Tasks for this exercise:
A – In the Statalist post on conditional merging below, on what date will the old email list shut down?
B – Translate this sentence from the Statalist post on conditional merging below into Spanish: "On March 31, it was announced that Statalist is moving from an email list to a forum."
C – Continue the Statalist post on conditional merging, shown below, from where it stops.

Bookmark and Share

Notice: On March 31, it was announced that Statalist is moving from an email list to a forum. The old list will shut down on April 23, and its replacement, statalist.org is already up and running.


[Date Prev][Date Next][Thread Prev][Thread Next][Date Index][Thread Index]

Re: st: conditional merging


From   Jeph Herrin <stata@spandrel.net>
To   statalist@hsphsun2.harvard.edu
Subject   Re: st: conditional merging
Date   Wed, 07 Nov 2012 16:09:31 -0500

how about:

 u sales, clear
 merge 1:m home_id using condition
 gen lag = sale_year-inspection_year
 bys id_home : egen minimum_lag=min(lag)
 gen sale_condition if lag==minimum_lag & lag>=0
 bys home_id (sale_condition) : keep if _n==1

?
this should keep one record per home_id, with closest inspection_year prior to the sale date and the corresponding sale_condition.

Dataset excerpts:
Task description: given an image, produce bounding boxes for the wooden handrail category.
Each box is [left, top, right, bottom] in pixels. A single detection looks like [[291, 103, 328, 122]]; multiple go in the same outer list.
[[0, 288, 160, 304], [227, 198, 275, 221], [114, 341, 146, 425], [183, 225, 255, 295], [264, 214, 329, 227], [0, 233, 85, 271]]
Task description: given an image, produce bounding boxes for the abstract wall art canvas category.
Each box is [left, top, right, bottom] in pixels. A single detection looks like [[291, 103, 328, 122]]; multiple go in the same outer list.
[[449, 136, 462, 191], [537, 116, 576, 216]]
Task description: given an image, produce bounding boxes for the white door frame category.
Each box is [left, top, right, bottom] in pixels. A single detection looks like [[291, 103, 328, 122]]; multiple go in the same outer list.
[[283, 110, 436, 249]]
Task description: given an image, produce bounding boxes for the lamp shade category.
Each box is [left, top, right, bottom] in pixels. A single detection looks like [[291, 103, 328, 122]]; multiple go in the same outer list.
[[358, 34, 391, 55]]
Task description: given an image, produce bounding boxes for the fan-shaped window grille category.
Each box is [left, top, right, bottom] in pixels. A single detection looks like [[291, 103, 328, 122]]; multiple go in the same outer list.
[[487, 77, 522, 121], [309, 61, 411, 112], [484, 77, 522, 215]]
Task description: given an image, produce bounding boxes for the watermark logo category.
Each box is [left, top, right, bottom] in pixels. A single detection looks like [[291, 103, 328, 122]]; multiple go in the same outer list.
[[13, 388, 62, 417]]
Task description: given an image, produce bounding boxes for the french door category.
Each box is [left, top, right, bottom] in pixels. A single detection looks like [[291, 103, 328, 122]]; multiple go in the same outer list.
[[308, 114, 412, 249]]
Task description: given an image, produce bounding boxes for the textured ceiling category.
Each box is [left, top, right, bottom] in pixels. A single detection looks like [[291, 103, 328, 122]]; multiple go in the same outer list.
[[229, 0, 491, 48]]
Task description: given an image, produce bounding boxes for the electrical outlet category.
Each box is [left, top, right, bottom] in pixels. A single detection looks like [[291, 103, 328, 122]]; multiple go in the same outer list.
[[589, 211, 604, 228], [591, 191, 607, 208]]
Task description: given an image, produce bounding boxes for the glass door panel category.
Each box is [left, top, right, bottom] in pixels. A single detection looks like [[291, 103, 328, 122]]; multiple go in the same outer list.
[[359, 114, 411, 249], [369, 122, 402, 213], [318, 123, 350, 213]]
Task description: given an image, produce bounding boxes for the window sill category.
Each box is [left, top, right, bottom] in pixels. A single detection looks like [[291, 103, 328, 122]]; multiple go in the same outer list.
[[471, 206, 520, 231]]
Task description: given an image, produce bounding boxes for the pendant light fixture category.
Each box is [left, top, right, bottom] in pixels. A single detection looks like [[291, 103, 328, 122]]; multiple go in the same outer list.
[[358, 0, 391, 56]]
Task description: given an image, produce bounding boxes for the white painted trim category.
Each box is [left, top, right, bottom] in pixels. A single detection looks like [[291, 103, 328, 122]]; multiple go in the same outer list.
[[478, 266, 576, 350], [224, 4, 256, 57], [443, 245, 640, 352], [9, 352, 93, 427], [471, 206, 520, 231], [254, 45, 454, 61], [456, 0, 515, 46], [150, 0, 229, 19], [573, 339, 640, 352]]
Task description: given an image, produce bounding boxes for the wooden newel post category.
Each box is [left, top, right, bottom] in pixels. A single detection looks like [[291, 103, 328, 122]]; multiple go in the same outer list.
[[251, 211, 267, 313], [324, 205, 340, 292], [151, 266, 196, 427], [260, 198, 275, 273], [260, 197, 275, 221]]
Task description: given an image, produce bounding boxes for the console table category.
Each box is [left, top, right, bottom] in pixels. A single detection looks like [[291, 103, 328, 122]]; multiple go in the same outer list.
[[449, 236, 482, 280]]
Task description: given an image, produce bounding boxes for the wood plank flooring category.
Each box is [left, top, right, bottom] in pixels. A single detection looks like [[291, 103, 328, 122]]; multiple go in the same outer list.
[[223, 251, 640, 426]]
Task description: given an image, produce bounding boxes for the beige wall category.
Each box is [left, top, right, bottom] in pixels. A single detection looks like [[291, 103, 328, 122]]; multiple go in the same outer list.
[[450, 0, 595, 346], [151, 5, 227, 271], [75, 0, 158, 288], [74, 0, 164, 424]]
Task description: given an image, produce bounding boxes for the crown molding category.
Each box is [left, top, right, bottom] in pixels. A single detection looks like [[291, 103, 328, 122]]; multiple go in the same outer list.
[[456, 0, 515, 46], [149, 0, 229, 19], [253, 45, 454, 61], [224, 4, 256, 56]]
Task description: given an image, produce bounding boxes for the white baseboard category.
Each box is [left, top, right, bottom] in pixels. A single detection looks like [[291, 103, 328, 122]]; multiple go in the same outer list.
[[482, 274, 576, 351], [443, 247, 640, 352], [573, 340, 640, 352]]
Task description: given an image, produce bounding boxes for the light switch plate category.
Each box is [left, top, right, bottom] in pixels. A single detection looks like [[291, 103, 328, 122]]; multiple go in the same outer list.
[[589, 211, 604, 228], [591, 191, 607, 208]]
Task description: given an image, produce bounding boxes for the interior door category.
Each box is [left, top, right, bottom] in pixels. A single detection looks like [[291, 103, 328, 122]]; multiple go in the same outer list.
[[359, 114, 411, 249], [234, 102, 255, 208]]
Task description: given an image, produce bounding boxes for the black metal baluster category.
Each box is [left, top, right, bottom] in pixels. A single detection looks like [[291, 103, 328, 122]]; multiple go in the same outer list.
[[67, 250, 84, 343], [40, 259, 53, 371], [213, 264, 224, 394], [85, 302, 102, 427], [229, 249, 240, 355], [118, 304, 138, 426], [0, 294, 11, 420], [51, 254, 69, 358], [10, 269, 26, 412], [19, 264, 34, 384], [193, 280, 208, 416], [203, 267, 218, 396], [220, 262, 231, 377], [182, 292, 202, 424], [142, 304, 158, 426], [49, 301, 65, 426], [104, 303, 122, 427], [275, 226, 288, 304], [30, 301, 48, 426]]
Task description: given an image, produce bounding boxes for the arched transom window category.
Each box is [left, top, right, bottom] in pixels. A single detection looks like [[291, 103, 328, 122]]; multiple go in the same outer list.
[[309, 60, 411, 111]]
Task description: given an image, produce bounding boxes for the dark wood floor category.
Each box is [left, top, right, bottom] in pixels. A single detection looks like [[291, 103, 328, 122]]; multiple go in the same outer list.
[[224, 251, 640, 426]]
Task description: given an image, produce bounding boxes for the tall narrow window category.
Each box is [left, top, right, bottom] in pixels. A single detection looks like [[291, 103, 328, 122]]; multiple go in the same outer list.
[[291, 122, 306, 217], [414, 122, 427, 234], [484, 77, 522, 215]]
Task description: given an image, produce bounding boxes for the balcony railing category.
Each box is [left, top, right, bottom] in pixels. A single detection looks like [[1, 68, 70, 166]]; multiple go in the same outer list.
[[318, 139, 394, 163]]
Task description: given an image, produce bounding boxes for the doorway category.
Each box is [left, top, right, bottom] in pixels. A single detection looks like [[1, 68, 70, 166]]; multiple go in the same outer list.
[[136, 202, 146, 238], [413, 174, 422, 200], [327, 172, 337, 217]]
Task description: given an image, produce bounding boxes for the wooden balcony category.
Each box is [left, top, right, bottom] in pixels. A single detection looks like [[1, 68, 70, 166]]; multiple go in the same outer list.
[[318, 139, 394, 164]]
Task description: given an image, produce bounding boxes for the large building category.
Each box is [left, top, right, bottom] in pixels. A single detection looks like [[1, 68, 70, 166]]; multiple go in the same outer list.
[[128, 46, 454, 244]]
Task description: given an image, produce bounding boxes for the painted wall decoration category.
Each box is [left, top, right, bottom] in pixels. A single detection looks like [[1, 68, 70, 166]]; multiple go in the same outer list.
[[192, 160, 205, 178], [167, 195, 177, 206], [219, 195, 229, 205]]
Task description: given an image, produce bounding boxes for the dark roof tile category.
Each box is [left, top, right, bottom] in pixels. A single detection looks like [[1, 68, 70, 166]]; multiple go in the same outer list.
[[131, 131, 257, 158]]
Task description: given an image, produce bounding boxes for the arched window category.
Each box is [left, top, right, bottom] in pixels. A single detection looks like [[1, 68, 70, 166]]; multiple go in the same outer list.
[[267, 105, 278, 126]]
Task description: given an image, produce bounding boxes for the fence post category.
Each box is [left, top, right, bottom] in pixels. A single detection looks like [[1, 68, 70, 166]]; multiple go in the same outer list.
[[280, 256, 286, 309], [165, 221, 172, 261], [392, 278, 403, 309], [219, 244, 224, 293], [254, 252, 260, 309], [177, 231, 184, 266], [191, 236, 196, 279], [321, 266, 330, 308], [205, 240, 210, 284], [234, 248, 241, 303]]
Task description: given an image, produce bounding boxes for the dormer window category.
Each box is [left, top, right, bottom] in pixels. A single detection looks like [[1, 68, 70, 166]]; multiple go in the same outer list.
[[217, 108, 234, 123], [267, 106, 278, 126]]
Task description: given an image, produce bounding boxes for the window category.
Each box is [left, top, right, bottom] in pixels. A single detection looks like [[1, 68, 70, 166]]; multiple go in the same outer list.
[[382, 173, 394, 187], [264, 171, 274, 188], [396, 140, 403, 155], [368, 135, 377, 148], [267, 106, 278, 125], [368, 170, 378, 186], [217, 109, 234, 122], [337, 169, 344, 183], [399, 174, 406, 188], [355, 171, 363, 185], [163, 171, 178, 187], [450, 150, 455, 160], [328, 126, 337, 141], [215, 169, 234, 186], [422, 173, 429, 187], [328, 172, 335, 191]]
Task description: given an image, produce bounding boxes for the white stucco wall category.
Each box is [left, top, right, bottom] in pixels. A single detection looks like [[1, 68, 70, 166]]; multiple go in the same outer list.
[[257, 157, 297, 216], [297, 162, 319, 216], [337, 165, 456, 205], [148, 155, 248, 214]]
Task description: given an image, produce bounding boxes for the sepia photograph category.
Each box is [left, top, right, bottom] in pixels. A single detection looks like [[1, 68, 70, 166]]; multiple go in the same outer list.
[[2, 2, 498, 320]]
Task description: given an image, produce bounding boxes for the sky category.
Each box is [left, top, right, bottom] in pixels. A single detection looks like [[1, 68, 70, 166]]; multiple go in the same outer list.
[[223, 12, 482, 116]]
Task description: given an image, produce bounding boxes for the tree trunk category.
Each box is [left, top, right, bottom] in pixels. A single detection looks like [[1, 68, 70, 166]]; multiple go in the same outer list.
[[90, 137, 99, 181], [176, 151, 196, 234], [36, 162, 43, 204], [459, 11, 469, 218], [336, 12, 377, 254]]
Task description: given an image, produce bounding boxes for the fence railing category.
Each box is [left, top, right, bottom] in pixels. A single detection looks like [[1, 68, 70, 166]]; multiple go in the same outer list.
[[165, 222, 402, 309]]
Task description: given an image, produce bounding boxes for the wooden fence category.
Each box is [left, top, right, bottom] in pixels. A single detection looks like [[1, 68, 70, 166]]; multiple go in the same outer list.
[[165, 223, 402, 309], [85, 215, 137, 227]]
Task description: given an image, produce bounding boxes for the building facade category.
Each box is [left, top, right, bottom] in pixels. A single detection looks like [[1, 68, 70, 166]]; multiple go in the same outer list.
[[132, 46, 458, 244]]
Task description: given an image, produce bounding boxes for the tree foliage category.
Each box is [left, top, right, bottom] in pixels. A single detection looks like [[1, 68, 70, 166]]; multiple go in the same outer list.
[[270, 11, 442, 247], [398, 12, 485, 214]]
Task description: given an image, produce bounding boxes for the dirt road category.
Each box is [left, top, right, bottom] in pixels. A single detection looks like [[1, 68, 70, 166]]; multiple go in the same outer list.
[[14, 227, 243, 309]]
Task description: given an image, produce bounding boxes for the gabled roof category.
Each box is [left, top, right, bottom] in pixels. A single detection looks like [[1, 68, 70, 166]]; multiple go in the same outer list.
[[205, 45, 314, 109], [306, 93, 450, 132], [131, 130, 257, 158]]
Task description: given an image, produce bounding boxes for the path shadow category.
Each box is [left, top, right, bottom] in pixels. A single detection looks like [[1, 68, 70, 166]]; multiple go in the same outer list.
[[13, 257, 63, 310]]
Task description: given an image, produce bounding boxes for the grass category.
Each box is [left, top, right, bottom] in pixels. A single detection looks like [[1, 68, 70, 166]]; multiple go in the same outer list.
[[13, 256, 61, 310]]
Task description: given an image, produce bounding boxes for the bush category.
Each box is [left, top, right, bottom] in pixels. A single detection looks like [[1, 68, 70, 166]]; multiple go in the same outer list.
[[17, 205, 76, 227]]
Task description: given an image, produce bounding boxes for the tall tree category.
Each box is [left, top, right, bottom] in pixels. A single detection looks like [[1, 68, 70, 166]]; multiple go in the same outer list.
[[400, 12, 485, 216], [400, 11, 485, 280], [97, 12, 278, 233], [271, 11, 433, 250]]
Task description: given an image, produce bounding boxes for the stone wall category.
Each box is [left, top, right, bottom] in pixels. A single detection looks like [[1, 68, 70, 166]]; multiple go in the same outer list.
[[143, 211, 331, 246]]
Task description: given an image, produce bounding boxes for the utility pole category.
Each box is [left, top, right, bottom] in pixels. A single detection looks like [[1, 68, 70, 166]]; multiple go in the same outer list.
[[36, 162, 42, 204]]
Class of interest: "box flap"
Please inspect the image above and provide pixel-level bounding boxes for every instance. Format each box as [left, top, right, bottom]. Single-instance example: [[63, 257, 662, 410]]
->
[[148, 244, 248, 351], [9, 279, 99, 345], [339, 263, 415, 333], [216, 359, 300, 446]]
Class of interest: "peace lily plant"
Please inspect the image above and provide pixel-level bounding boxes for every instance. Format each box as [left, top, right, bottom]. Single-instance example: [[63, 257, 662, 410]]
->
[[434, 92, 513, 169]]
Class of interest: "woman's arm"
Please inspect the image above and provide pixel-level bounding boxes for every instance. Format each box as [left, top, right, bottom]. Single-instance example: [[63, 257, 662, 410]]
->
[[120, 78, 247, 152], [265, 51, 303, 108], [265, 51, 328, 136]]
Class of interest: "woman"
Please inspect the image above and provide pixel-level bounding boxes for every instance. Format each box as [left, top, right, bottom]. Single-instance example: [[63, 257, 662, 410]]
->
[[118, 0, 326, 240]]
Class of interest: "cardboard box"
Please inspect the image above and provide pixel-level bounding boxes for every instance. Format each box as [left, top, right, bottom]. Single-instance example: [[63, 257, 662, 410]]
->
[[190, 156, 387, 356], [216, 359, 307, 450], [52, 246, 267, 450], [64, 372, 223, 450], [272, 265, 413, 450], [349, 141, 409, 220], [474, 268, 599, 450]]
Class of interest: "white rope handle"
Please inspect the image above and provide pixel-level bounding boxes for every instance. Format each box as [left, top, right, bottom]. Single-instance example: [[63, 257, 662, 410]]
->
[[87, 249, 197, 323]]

Responses by task:
A – April 23

B – El 31 de marzo se anunció que Statalist pasará de ser una lista de correo electrónico a un foro.

C –
hth,
jeph

On 11/6/2012 2:33 PM, Ben Hoen wrote:
I have two files sales.dta and condition.dta.  sales.dta has two variables
(home_id saleyear), and condition.dta has three variables (home_id
inspection_year condition).  The variable inspection_year can take the vales
of 2000-2011 for any home but for many homes only some years are present (in
many years the home was not inspected. Therefore a sample of the data might
look like:

home_id	inspection_year	condition
50121		2002			4
50121		2006			4
50121		2011			3
50681		2004			2
50681		2010			3
51040		2006			2
51040		2010			2
51040		2011			3

I would like to populate the sales.dta file with the condition of the parcel
in the inspection_year that is the closest to, but not following the
sale_year.

So, for example, the following dataset would result

home_id	sale_year	condition
50121		2007		4
50121		2011		3
50681		2008		2
51040		2003		.
51040		2010		3

I know I am not the first person to have this problem, but could not find
threads on this.  Maybe I am using the wrong search terms.  Any help would
be greatly appreciated.

(As I wrote this I realized one not as elegant work-around would be to
fill-in missing data for each missing year in the condition.dta file,
potentially using the user-written "carryforward" or even imputing the data
using, e.g., mi impute, and then matching home_id sale_year to home_id
inspection_year.)

Thanks, in advance!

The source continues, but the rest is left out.